(Stored data entries)
****
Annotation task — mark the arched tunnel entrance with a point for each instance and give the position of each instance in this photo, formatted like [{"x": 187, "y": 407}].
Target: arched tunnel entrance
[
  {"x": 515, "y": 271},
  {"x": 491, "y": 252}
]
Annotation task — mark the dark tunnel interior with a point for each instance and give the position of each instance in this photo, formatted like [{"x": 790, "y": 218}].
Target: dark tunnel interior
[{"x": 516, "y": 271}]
****
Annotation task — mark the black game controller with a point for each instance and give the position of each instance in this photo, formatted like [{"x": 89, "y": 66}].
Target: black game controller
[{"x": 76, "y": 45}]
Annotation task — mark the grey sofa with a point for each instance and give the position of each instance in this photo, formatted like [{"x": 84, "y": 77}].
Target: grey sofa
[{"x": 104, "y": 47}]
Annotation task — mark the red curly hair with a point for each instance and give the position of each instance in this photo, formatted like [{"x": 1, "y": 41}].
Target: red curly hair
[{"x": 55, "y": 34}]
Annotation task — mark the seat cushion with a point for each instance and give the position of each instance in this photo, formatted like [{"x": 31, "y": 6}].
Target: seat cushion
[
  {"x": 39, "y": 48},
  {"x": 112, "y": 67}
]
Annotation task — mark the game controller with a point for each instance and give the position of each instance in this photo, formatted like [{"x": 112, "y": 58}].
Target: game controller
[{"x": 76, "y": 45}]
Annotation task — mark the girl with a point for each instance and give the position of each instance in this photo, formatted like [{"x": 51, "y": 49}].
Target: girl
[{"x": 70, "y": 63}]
****
▶ Activity
Out of the preceding entries, pull each line that contains the word "with".

▶ Reply
Annotation task — mark the arched tunnel entrance with a point for each instance and give the position of each instance in this photo, formatted like [{"x": 187, "y": 407}].
Annotation task — mark the dark tunnel interior with a point for each instance and give the position of each instance in this photo, formatted like [{"x": 790, "y": 218}].
Annotation task — mark the black game controller with a point for each instance and give the position of each instance in this photo, formatted like [{"x": 89, "y": 66}].
Annotation task — mark the grey sofa with a point for each instance and give the position of each instance in this photo, formatted like [{"x": 84, "y": 77}].
Annotation task — mark the red curly hair with a point for each instance and give the position of each instance in this photo, formatted like [{"x": 1, "y": 41}].
Annotation task — mark the seat cushion with a point for each instance and give the position of each instance in this photo, formatted like [{"x": 31, "y": 6}].
Annotation task — mark the game controller with a point for each instance and give the position of each instance in this photo, formatted like [{"x": 112, "y": 58}].
Annotation task — mark the girl with a point for each instance and give the position of each instance in this photo, formatted like [{"x": 51, "y": 49}].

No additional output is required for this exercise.